Extracted text |

Yang is  trying to solve a problem where it is impossible to fill
all the disk space because some portion is not raid1 protected. So
it is incorrect to report all space/2 as free space.

Instead you are stating that *if* the metadata are stored as DUP (and
is not this case, because the metadata are raid1, see below), it is possible
to fill all the disk space.

This is a complex problem. The fact that BTRFS allows different
raid levels causes to be very difficult to evaluate the free space (
as space available directly to the user). There is no a simple answer.

I am still convinced that the best free space *estimation* is considering
the ratio disk-space-consumed/file-allocated constant, and evaluate
the free space as the 

disk-space-unused*file-allocate/disk-space-consumed.

Of course there are pathological cases that make this
prediction fails completely. But I consider the best estimation
possible for the average users.

But again this is a different problem that the one raised by 
Yang.



[...]

> IF you wanted everything to be RAID-1 you should have instead done

> # mkfs.btrfs -f /dev/vdf1 /dev/vdf2 -d raid1 -m raid1
> 
> The mistake is yours, rest of you analysis is, therefore, completely
> inapplicable. Please read all the documentation before making that
> sort of filesystem. Your data will thank you later.
> 
> DSCLAIMER: I have _not_ looked at the numbers you would get if you
> used the corrected command.

Sorry, but you are wrong. Doing mkfs.btrfs -d raid1 /dev/loop[01] leads 
to have both data and metadata  in raid1. IIRC if you have more than
one disks, the metadata switched to raid1 automatically.

$ sudo mkfs.btrfs -d raid1 /dev/loop[01]
Btrfs v3.17
See http://btrfs.wiki.kernel.org for more information.

Performing full device TRIM (10.00GiB) ...
Turning ON incompat feature 'extref': increased hardlink limit per file to 65536
Performing full device TRIM (30.00GiB) ...

Information given |
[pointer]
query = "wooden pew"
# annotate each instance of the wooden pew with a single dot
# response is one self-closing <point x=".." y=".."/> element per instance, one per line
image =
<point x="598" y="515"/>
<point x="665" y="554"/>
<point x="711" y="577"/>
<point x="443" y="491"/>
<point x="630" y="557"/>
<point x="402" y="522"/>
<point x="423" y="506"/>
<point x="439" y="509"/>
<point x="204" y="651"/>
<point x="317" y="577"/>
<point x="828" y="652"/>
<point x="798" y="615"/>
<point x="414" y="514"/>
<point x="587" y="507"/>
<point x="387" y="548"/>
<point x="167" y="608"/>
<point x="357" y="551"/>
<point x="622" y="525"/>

Problem set |
A. Answer these about the btrfs free-space thread:
(i) What problem does the writer say Yang is trying to solve?
(ii) What formula does the writer give as the best free-space estimate?
(iii) What version line does the mkfs.btrfs output print?
B. Carry on the btrfs free-space thread from its final line.

Results for each task |
A.
(i) It is impossible to fill all the disk space because some portion is not raid1 protected, so reporting all space/2 as free space is incorrect.
(ii) disk-space-unused*file-allocate/disk-space-consumed
(iii) Btrfs v3.17

B.
adding device /dev/loop1 id 2
fs created label (null) on /dev/loop0
	nodesize 16384 leafsize 16384 sectorsize 4096 size 40.00GiB
ghigo@venice:/tmp$ sudo mount /dev/loop0 t/
ghigo@venice:/tmp$ sudo dd if=/dev/zero of=t/fill bs=4M count=10
10+0 records in
10+0 records out
41943040 bytes (42 MB) copied, 0.018853 s, 2.2 GB/s
ghigo@venice:/tmp$ sync
ghigo@venice:/tmp$ sudo btrfs fi df t/
Data, RAID1: total=1.00GiB, used=40.50MiB
Data, single: total=8.00MiB, used=0.00B
System, RAID1: total=8.00MiB, used=16.00KiB
System, single: total=4.00MiB, used=0.00B
Metadata, RAID1: total=1.00GiB, used=160.00KiB
Metadata, single: total=8.00MiB, used=0.00B
GlobalReserve, single: total=16.00MiB, used=0.00B

[...]
Goffredo Baroncelli Dec. 10, 2014, 7:05 p.m. UTC | #10 
On 12/10/2014 04:02 PM, Dongsheng Yang wrote:
> On Wed, Dec 10, 2014 at 9:21 PM, Duncan <1i5t5.duncan@cox.net> wrote:
>> Robert White posted on Wed, 10 Dec 2014 02:53:40 -0800 as excerpted:
[...]
>> And in the example, the mkfs was supplied with two devices, so there's no
>> dup metadata remaining from a formerly single-device filesystem, either.
>> (Tho there will be the small single-mode stubs, empty, remaining from the
>> mkfs process, as no balance has been run to delete them yet, but those
>> are much smaller and empty.)
> 
> Yes. One question not related here: how about delete them in the end of mkfs?
> 
> Thanx

A btrfs balance should remove them. If you don't want to balance a full
filesystem, you can filter the chunk by usage (set a low usage).
Recently it was discussed in a tread...

BR
Goffredo
Robert White Dec. 10, 2014, 8:36 p.m. UTC | #11 
On 12/10/2014 05:21 AM, Duncan wrote:
> Robert White posted on Wed, 10 Dec 2014 02:53:40 -0800 as excerpted:
>
>> On 12/09/2014 05:08 PM, Dongsheng Yang wrote:
>>> On 12/10/2014 02:47 AM, Goffredo Baroncelli wrote:
>>>> Hi Dongsheng On 12/09/2014 12:20 PM, Dongsheng Yang wrote:
>>>>> When function btrfs_statfs() calculate the tatol size of fs, it is
>>>>> calculating the total size of disks and then dividing it by a factor.
>>>>> But in some usecase, the result is not good to user.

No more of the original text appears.